▶ **ZITIERTER TEXT**
------------------------------------------------------------------------
Das „Jahrbuch der Lyrik“, das alljährlich im Schöffling Verlag erscheint, ist eine Anthologie, gewissermaßen eine „Blütenlese“  Die Arbeit der Herausgebe, aus den zu einem bestimmten Stichtag eingereichten Gedichten eine Auswahl zu treffen, ist Jahr für Jahr immer wieder eine schwierige Aufgabe. Schließlich ist jedes Blütenlesen immer – auch – ein Gewaltakt: man pflückt, man liest, und dann stellt man die einzelnen Blüten im Strauß zusammen.

Doch nach welchen oder wessen Kriterien lesen und komponieren wir da? Auch wenn die Jahreszahl Aktualität suggeriert – gute Gedichte „benötigen keine Aktualität“ – so jedenfals steht es im Vorwort zum Jahrbuch 2022, herausgegeben von Matthias Kniep und Nadja Küchenmeister.
------------------------------------------------------------------------
(Daten zur Punktplatzierung)
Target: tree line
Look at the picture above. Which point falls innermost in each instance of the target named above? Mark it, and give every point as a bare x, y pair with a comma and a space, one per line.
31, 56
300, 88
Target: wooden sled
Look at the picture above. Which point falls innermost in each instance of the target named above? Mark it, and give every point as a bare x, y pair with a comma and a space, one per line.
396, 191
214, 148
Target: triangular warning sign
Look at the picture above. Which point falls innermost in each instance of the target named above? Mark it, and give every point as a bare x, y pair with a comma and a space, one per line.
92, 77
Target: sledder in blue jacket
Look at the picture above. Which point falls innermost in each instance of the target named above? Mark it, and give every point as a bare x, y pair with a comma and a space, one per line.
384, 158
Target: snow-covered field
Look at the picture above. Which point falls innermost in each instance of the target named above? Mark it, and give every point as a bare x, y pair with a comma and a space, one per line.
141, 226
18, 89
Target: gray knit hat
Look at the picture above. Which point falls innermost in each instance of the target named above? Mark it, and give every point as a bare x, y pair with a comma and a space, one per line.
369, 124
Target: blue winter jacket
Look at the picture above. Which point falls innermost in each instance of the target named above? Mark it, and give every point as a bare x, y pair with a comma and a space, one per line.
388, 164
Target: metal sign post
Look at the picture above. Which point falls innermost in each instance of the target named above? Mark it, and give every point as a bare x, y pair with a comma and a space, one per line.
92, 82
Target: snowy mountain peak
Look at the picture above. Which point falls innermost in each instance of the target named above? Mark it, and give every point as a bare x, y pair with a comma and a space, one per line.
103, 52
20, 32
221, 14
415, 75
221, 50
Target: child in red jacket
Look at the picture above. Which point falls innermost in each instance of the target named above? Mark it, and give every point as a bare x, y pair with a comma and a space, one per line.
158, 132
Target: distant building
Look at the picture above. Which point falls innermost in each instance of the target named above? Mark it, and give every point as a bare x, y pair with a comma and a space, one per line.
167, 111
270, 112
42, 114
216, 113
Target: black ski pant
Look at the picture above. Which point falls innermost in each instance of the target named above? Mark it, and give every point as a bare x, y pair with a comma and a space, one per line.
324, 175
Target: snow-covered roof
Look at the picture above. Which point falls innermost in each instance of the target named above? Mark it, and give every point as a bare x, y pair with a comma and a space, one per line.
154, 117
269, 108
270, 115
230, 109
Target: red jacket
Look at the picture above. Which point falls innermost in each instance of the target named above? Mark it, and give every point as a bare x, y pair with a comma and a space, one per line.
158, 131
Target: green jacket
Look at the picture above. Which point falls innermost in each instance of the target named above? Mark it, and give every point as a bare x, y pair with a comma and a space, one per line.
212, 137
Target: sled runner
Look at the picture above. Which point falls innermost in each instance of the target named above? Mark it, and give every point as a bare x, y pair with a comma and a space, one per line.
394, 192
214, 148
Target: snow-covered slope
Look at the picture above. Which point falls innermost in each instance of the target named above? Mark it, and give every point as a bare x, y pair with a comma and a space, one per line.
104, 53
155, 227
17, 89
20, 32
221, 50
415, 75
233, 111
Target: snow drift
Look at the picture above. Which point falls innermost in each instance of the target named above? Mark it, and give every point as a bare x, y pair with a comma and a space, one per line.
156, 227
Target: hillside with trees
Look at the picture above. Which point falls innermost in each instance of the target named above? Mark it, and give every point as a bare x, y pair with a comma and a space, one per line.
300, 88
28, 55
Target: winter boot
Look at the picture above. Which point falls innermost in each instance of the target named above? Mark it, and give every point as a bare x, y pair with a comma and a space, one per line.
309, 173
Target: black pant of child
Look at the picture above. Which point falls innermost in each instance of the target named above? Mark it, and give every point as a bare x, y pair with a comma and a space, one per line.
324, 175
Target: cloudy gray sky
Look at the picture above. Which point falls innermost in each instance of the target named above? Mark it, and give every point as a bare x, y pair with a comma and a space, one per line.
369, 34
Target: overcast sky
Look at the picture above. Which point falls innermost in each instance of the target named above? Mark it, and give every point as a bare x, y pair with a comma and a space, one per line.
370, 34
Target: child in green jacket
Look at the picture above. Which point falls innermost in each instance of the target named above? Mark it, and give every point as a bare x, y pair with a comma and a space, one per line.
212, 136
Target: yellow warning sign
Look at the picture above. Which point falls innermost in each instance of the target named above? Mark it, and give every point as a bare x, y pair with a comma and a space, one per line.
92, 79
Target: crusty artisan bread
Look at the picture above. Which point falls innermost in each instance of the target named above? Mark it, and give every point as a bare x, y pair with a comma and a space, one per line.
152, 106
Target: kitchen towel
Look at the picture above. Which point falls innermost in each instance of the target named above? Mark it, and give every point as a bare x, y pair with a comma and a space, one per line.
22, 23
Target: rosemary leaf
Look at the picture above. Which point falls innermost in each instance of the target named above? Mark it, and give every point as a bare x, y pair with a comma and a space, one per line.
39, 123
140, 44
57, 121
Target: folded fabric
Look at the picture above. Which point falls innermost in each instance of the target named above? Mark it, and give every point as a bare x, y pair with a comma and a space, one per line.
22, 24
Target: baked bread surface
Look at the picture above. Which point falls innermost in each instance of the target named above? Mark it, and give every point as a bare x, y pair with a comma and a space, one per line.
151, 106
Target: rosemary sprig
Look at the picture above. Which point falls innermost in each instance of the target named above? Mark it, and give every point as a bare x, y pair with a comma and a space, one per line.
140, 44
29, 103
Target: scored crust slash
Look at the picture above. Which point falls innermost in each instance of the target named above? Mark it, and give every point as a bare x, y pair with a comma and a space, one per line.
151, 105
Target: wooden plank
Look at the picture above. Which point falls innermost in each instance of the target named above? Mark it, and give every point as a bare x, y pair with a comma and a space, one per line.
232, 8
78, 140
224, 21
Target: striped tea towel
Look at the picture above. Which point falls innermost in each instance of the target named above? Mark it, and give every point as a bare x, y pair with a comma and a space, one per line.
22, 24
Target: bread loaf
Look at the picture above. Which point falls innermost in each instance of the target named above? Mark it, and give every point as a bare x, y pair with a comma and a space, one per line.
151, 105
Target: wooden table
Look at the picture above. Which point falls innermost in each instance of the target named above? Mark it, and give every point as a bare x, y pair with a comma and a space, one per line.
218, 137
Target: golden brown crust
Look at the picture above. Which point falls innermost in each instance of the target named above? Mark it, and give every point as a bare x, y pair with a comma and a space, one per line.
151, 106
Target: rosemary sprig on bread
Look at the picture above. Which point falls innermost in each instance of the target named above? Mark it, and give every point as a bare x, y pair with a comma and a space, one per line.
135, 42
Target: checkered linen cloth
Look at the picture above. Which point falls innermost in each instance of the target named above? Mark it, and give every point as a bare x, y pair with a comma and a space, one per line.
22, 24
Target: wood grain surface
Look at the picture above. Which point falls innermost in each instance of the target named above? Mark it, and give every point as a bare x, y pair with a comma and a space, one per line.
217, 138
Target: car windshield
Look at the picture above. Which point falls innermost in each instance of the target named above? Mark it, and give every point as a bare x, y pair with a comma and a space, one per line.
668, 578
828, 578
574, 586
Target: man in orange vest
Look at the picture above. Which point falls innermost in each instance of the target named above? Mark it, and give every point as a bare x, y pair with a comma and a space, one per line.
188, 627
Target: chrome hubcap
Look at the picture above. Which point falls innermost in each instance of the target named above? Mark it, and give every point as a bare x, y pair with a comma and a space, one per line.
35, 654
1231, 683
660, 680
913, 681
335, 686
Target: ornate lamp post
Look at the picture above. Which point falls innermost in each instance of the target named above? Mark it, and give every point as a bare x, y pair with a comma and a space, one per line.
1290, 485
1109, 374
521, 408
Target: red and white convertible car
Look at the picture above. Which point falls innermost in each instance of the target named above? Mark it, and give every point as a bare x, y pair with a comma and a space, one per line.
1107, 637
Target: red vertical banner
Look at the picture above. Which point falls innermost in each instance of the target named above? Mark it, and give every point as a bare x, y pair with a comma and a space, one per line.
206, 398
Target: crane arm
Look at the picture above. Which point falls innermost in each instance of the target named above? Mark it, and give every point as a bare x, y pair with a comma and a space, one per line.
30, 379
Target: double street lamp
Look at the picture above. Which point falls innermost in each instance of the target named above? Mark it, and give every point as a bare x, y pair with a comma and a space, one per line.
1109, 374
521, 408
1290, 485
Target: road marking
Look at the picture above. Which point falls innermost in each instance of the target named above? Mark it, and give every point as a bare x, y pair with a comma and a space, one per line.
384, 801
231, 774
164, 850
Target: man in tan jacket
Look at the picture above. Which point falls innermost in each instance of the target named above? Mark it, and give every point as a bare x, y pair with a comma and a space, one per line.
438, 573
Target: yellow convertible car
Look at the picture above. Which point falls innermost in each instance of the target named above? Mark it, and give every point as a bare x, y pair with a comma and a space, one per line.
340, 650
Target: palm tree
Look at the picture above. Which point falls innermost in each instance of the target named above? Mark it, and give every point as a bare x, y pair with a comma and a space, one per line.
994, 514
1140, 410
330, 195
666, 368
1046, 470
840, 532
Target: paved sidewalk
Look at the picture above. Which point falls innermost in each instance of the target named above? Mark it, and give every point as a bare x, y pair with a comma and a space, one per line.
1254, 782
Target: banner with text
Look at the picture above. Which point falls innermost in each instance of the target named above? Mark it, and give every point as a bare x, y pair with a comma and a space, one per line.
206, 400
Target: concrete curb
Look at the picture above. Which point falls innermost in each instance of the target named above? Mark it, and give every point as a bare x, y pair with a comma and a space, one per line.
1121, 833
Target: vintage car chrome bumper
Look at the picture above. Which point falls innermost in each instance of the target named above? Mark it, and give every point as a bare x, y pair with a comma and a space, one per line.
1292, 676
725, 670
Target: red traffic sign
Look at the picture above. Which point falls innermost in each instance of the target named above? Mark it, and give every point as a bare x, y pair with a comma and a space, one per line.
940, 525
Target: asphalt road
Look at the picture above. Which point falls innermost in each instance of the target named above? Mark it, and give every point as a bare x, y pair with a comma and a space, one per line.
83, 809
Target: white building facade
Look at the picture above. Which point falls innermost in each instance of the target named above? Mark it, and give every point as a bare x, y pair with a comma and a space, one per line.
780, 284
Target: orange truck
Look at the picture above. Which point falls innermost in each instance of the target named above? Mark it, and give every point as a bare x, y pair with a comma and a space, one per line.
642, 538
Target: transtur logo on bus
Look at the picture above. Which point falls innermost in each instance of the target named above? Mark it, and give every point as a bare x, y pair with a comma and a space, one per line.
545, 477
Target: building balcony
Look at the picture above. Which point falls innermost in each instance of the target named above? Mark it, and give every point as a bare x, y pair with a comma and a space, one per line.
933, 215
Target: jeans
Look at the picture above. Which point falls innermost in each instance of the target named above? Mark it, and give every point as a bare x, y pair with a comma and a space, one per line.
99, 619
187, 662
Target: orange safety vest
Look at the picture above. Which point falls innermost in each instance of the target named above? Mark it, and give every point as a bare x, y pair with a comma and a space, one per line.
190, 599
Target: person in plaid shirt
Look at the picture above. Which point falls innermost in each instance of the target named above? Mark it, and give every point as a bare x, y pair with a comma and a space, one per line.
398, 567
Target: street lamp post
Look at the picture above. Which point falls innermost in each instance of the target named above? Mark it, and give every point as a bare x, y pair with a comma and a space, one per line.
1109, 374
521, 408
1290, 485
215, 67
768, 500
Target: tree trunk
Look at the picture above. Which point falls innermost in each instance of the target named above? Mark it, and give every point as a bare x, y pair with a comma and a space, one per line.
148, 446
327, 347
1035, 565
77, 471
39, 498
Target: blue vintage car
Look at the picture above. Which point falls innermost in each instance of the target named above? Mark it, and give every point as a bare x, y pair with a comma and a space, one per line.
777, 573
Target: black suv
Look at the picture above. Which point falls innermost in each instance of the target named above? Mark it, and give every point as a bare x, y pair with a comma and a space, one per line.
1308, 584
------------------------------------------------------------------------
▶ **ANFORDERUNGEN**
1 - In welchem Verlag erscheint das „Jahrbuch der Lyrik“ laut dem Text über das Jahrbuch der Lyrik?
2 - Zähle alle Schritte des Blütenlesens auf, die der Text über das Jahrbuch der Lyrik nennt.
3 - Führe den Text über das Jahrbuch der Lyrik nach seinem letzten Satz weiter.

▶ **LÖSUNGEN**
1 - Im Schöffling Verlag.

2 -
- pflücken
- lesen
- die einzelnen Blüten im Strauß zusammenstellen

3 -
Finden Sie hier einige von uns ausgewählte Blüten:

 

I Nie noch

Gedichte sind – meist – exemplarische Gesten, die sich im Hören und Lesen jeweils anders und jeweils neu aktualisieren. Das gilt auch für das über 150 Jahre alte Gedicht „‚Hope‘ is the thing with feathers“ der englischen Dichterin Emily Dickinson (1830-1886), das sich im Jahrbuch 2022 in der Übersetzung des Dichters Rainer René Mueller findet:

Emily Dickinson
„‚Hope‘ is the thing with feathers“

„Hoffnung“ das ist dies Federstück –
Das in der Seele hockt –
Und diese Strophe pfeift, wortlos –
Und nicht aufhört, einfach nicht

Und säuselt süß, – im Sturm noch – hörst’s –
Und nie noch hat es so gebraust –
Dass es dies Vögelchen verstörte
Das viele stets so wärmte –

Ich hab’s gehört in diesem so grundstillen Land –
Und über dieser harten See –
Und nie und nicht in höchster Not –
verlangt’s auch nur ein Krümelchen – mir aus der Hand.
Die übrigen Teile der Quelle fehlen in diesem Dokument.